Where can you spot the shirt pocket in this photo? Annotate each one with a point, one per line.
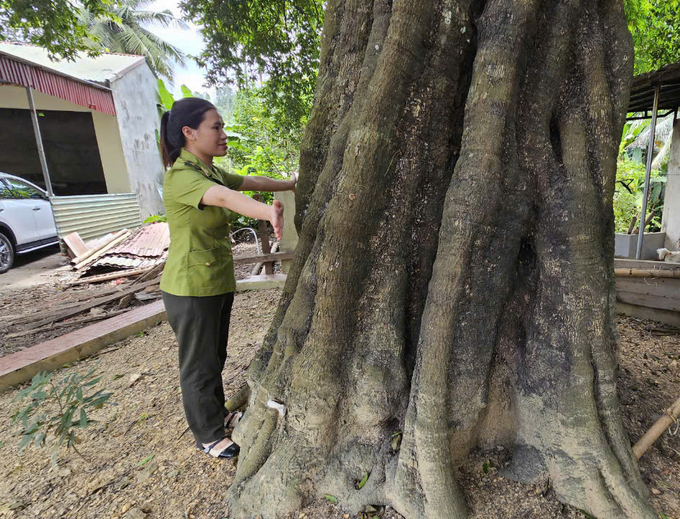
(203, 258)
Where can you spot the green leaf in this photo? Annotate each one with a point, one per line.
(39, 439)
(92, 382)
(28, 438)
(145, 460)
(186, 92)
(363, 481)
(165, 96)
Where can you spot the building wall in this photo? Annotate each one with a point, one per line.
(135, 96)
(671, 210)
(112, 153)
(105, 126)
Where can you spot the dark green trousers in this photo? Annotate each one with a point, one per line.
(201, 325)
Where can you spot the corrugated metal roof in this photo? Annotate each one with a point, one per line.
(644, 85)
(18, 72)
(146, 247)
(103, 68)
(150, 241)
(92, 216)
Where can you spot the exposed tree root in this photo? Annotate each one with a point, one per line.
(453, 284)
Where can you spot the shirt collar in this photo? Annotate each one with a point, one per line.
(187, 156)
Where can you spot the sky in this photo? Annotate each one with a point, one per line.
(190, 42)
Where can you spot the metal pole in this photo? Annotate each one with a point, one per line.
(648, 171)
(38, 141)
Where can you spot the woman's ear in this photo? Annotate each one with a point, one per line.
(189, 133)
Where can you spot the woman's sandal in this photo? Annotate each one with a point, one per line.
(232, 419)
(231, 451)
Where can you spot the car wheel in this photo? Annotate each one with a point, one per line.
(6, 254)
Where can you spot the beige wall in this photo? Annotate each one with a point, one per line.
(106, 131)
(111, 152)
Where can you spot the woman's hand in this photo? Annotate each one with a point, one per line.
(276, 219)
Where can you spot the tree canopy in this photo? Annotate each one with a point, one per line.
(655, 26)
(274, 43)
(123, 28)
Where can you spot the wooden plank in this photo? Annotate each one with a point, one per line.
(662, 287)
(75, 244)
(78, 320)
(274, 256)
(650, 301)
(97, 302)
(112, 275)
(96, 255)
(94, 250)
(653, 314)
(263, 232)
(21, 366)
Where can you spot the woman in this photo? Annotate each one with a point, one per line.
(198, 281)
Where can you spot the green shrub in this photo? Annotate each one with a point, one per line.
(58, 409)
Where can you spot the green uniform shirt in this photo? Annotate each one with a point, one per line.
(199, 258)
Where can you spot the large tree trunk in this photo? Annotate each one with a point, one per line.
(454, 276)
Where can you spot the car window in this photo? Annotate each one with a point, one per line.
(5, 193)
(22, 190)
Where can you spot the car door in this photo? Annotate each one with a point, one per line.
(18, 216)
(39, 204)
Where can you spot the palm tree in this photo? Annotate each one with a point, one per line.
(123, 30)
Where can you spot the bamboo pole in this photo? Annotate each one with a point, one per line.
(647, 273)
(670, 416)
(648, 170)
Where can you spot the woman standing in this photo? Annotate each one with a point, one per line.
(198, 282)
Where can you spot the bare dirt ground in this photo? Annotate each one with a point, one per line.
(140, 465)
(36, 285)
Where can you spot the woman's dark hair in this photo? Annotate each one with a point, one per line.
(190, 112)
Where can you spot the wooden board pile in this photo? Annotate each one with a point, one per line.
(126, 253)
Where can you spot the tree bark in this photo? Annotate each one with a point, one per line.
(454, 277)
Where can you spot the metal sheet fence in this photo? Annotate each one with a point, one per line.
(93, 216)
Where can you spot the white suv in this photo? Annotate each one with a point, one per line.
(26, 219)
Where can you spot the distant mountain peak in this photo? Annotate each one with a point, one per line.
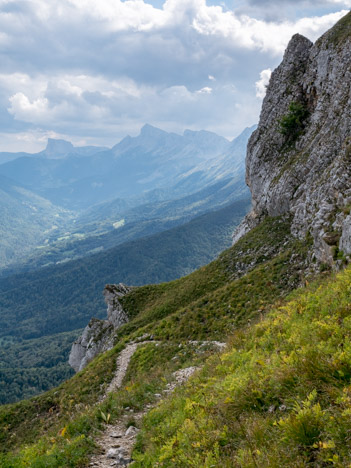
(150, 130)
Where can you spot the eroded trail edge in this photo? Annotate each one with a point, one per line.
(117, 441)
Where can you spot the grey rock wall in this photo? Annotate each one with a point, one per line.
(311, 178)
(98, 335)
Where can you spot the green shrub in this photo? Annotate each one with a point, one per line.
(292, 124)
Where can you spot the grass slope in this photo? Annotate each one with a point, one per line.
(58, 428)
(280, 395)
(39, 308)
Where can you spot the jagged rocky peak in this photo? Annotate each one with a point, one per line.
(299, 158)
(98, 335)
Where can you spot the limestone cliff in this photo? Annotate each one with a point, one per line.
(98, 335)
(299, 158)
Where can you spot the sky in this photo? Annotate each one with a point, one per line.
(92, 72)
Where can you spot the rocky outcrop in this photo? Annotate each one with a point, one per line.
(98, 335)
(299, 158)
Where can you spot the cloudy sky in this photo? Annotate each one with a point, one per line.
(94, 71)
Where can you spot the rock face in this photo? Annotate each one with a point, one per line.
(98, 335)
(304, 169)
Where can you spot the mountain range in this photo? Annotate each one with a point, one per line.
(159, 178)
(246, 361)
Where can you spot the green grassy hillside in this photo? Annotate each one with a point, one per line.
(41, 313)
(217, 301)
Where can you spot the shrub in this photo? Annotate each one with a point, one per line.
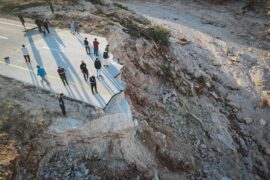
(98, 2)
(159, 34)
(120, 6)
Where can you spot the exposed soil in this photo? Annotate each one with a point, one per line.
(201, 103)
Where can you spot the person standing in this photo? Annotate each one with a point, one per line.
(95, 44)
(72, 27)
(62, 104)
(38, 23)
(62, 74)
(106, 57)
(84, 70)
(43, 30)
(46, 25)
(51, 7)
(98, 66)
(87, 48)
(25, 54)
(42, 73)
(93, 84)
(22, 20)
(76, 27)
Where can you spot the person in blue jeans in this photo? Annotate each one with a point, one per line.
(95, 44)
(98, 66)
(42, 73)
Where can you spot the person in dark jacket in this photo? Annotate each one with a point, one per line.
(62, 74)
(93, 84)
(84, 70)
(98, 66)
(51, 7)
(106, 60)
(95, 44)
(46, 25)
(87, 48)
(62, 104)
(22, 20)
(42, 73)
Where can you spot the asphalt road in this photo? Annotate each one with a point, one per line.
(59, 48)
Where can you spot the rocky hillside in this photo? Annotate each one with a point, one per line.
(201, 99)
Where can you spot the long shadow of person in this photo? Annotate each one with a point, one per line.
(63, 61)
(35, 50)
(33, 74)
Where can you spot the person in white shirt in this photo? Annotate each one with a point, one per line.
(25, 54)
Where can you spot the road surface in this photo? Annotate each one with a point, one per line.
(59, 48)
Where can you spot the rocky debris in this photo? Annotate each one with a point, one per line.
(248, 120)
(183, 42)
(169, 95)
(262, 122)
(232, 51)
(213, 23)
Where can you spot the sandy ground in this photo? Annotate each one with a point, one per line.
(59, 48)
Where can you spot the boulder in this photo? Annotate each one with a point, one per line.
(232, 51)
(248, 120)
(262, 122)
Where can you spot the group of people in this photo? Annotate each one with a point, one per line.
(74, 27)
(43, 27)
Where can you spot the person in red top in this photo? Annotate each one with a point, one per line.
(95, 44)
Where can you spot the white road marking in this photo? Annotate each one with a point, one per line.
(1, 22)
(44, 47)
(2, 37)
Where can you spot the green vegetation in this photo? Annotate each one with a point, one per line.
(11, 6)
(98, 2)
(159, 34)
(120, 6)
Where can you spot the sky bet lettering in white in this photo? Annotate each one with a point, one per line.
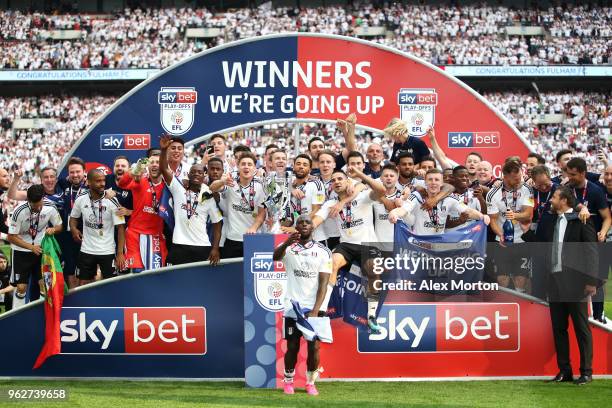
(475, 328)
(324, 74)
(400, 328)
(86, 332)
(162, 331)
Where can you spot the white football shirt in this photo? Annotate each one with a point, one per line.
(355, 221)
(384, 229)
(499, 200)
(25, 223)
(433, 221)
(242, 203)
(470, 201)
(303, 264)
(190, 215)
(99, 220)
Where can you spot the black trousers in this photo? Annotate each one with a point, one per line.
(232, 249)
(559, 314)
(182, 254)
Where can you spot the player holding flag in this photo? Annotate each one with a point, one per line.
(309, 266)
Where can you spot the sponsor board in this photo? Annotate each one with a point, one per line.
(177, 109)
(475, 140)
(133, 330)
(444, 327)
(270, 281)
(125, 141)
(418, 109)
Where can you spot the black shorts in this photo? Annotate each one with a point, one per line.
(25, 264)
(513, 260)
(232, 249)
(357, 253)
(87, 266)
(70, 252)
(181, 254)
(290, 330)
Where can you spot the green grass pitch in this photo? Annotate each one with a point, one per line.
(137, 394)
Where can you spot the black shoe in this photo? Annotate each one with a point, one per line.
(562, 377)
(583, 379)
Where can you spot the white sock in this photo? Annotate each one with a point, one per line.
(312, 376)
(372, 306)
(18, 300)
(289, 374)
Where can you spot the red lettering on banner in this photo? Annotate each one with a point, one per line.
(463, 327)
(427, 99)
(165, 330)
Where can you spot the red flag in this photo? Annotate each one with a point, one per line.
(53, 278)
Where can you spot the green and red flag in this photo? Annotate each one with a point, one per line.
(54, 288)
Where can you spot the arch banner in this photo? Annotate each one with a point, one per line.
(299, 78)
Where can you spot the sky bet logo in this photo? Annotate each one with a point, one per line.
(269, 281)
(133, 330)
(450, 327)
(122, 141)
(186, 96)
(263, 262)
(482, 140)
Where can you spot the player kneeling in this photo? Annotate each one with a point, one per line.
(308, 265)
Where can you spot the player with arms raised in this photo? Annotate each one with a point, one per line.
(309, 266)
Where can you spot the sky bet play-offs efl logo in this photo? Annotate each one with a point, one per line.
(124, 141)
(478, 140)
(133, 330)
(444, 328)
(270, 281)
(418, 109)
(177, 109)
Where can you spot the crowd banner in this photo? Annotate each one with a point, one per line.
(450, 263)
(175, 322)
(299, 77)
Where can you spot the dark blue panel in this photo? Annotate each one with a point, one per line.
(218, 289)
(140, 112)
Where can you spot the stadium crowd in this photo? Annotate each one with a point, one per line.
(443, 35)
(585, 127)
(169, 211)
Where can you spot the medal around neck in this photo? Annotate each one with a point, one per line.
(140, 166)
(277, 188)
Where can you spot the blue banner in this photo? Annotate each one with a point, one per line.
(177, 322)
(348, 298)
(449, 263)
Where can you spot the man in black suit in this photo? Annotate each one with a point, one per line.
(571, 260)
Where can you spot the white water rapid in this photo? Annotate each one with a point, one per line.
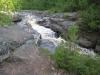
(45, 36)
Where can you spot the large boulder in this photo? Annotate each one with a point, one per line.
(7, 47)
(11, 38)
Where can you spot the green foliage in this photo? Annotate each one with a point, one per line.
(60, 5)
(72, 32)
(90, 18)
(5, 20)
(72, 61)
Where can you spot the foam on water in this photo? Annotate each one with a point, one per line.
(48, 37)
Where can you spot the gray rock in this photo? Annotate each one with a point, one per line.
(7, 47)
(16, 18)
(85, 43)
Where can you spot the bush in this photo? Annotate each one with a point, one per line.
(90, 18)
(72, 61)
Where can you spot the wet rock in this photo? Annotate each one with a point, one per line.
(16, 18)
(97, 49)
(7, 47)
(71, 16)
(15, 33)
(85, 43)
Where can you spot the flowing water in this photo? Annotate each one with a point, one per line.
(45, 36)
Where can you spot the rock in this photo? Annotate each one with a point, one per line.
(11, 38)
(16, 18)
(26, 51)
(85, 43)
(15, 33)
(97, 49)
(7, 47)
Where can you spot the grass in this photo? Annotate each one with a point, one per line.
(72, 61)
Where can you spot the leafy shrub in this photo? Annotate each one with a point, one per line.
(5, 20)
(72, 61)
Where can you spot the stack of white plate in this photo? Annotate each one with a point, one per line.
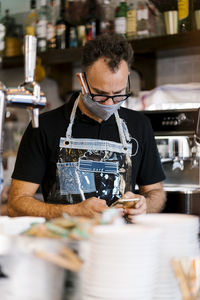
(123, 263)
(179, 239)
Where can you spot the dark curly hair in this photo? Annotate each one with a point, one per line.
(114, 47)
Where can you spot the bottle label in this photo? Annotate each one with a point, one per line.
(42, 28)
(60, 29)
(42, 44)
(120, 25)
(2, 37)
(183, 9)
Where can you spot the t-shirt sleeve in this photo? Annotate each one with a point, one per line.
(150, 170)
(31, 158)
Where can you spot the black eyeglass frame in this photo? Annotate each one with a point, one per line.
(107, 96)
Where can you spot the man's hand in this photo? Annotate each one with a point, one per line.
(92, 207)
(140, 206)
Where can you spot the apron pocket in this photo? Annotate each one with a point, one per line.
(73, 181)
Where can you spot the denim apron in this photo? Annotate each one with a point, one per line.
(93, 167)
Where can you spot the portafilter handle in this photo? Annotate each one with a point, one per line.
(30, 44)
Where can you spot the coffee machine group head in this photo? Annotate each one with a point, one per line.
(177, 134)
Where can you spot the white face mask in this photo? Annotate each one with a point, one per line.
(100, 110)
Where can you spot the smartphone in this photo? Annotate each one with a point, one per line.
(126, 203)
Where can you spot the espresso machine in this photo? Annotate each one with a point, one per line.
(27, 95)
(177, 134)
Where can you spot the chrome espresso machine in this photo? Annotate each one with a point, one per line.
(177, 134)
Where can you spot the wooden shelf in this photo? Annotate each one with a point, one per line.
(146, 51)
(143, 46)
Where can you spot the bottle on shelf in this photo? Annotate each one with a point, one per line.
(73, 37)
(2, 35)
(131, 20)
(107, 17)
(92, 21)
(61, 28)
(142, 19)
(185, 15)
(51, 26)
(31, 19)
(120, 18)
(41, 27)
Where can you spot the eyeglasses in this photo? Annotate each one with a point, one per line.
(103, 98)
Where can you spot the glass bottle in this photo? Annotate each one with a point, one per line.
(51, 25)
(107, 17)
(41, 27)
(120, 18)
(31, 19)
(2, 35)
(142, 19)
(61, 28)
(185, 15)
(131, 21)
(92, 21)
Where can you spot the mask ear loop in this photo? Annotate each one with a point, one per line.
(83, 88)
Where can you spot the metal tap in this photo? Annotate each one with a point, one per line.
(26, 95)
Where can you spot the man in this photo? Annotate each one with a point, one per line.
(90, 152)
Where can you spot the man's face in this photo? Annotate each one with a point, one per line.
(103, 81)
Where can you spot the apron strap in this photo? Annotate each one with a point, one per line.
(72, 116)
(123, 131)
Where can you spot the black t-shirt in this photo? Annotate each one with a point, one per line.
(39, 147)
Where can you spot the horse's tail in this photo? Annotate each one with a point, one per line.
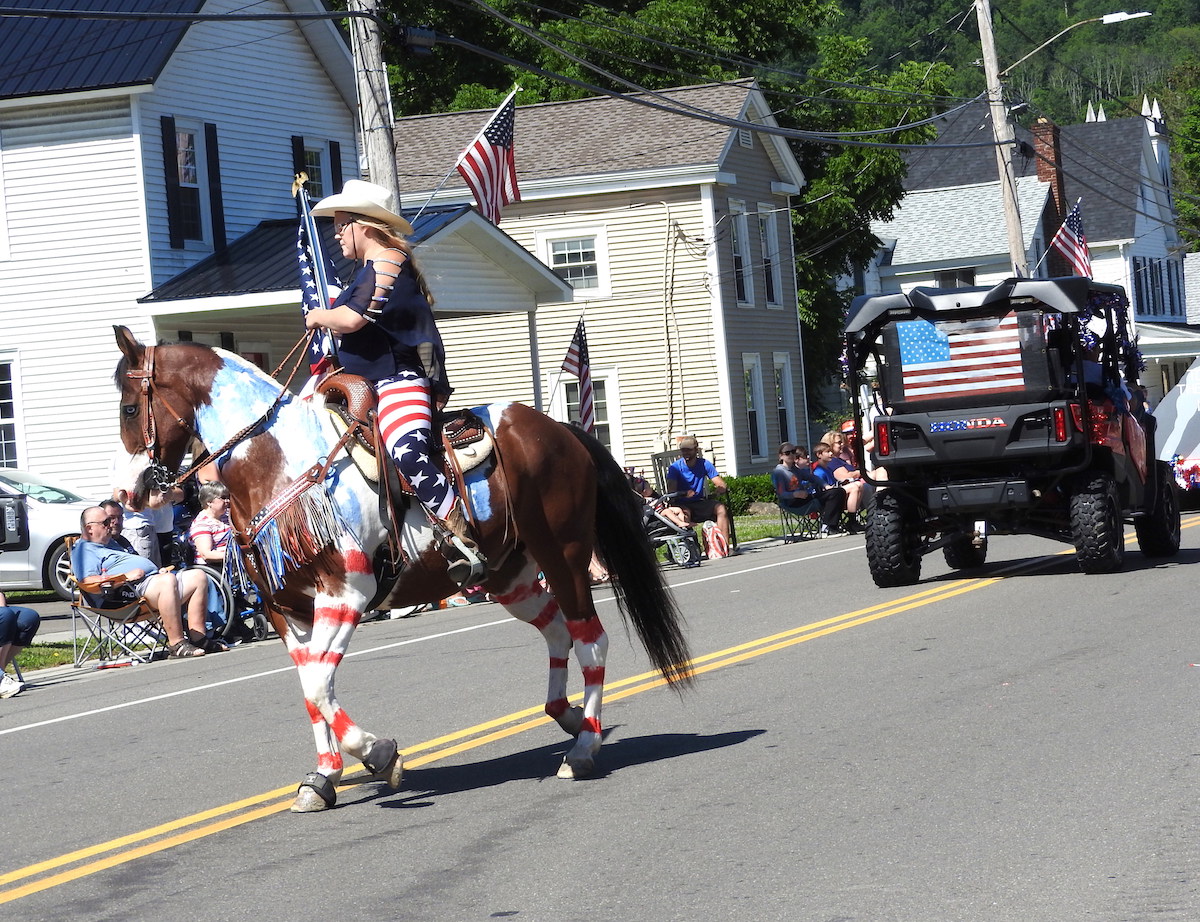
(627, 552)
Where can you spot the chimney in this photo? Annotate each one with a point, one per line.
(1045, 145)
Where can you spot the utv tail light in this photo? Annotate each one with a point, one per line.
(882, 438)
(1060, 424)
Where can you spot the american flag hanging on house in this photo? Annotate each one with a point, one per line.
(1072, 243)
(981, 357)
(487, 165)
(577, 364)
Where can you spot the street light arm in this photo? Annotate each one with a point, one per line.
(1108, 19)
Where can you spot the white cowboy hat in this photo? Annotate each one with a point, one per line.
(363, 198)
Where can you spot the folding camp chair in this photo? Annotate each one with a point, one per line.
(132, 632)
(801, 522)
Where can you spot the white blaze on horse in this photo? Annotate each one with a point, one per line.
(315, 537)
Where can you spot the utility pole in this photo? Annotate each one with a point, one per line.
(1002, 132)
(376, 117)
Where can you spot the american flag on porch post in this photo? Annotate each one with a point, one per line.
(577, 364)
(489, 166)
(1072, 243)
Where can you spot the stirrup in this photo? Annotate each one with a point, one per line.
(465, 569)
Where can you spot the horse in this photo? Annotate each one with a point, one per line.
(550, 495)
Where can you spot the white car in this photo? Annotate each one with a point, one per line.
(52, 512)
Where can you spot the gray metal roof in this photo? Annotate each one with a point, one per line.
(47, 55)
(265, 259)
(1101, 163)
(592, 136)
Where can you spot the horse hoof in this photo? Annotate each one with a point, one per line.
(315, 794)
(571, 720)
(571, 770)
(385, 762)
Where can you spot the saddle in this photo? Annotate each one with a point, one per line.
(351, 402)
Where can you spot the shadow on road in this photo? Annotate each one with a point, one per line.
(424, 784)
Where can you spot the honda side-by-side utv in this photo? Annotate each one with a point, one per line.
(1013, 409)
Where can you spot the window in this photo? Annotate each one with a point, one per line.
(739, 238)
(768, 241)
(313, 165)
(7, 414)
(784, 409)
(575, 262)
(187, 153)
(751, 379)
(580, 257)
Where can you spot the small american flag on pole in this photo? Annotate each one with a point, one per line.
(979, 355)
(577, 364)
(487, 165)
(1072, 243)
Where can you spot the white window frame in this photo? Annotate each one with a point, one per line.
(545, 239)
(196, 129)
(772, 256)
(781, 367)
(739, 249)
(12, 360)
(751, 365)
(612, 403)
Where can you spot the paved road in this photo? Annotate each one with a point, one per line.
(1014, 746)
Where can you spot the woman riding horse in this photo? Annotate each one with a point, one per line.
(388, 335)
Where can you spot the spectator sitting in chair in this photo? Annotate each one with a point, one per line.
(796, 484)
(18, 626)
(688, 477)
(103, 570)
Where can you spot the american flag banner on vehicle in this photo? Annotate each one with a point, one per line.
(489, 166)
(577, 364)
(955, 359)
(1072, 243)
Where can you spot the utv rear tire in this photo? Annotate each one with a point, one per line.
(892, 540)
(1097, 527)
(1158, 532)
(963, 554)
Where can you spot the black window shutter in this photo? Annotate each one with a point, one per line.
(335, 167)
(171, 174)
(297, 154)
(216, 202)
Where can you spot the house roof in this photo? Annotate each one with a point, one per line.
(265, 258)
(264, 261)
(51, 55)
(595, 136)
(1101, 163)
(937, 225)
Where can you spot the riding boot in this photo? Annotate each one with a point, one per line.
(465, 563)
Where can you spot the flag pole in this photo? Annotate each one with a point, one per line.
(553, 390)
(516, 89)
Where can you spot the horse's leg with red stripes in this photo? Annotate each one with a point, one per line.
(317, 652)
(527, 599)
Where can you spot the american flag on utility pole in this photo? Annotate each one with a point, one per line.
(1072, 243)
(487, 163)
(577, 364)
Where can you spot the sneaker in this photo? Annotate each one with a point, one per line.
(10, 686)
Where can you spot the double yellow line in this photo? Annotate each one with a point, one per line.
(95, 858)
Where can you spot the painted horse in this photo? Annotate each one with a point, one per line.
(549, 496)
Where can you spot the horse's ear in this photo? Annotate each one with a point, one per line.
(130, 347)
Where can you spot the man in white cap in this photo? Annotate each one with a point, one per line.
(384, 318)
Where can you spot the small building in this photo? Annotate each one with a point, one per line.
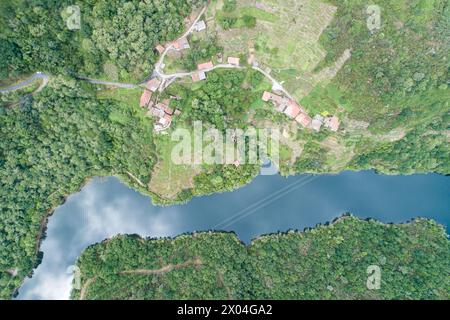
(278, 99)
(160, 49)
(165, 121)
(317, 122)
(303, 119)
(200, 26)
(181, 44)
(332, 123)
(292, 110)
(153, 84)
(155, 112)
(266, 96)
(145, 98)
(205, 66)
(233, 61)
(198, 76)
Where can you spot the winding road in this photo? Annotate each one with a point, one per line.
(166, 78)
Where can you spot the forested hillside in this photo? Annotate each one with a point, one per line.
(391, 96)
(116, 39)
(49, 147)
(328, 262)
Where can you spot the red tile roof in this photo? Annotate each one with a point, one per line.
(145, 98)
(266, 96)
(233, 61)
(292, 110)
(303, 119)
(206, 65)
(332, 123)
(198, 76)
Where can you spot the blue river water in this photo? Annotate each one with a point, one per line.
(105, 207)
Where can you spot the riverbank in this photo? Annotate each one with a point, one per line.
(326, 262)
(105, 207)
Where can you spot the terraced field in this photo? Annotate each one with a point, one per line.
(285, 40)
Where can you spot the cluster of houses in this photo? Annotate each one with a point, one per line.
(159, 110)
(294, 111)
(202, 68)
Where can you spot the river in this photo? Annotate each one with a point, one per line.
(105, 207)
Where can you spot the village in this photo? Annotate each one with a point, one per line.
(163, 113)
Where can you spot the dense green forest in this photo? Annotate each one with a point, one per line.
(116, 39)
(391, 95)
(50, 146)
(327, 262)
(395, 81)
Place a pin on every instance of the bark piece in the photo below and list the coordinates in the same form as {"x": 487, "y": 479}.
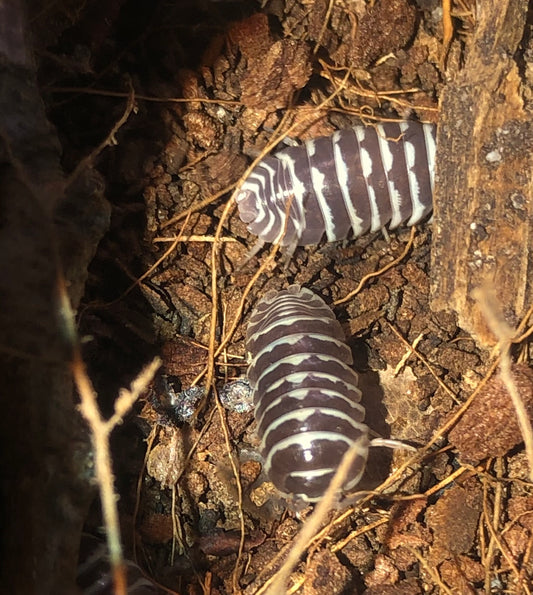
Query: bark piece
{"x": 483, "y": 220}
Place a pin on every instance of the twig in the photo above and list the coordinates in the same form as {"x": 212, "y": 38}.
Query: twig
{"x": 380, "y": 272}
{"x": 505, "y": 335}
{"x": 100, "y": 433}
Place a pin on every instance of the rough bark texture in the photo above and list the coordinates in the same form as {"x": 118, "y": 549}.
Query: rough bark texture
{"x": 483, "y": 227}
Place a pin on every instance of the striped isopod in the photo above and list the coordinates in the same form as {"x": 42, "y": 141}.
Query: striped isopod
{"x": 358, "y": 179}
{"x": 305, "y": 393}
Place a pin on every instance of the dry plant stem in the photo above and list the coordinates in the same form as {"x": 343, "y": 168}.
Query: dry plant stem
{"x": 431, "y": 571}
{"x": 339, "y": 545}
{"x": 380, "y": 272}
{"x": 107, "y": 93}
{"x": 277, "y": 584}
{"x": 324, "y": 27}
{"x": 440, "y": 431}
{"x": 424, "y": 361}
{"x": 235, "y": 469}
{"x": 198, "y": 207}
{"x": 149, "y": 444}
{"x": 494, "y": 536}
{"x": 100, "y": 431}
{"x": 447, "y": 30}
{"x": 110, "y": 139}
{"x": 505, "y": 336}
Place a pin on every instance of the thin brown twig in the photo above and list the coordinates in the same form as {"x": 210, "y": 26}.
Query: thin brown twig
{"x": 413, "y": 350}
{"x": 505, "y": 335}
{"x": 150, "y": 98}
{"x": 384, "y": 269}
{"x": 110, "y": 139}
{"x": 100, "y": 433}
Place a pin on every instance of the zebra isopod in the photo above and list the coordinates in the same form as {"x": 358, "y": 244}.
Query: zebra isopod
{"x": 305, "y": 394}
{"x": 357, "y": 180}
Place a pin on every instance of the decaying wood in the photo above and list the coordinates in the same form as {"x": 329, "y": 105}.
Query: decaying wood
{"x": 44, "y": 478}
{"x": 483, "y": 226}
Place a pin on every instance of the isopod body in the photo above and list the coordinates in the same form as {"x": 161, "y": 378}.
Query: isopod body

PROBLEM DETAILS:
Reproduce everything in the listing from the line containing "Where can you spot the chrome" down to the line containing "(1060, 424)", requests included, and increase every point coordinate in the answers by 91. Leave the pictures out.

FULL SOLUTION:
Where can you spot the chrome espresso machine in this photo? Annotate each one with a point, one per line.
(268, 225)
Where can you spot the wooden shelf in this photo? Annotate each one with a point, one per line.
(237, 142)
(234, 137)
Where can you spot the bottle on shelf in this photo? Annotate each one with a point, one per line.
(164, 128)
(93, 126)
(222, 111)
(198, 108)
(183, 112)
(152, 119)
(233, 110)
(276, 106)
(142, 117)
(122, 110)
(211, 109)
(132, 118)
Where can you spot the eyeglasses in this photo? Annotate each one with a point, one per line.
(194, 189)
Where can you spot the glass bottle in this photo? Annotate each one with a point, one per line.
(142, 116)
(198, 108)
(132, 118)
(211, 109)
(122, 110)
(93, 126)
(233, 110)
(152, 119)
(276, 106)
(222, 112)
(183, 112)
Where can you spot the mask ear loop in this photo? Annotate each one with a point, one per line.
(174, 179)
Where can you spot the metal tap in this photo? Annotate each one with a point, one per line.
(117, 186)
Where can you spot the man in this photo? Annotate each one with a point, one per line.
(181, 243)
Where can you spot the man's face in this photo? Annotate each one with a point, one per line.
(194, 172)
Where can you spot the apron strap in this photo? Annotate each one with a point, one per line.
(163, 207)
(214, 222)
Where can you spot the black t-shirt in this photo? Annotate each one with a point, one per line.
(130, 238)
Where can you spot the horse's tail in this photo? Annotate each one with a point, one per line.
(718, 643)
Where can you spot the chimney in this photo? Annotate each one with a point, one per line.
(1136, 236)
Where can you spot the utv tail light in this photo? Annotate each one with a point, one per line.
(973, 529)
(1151, 515)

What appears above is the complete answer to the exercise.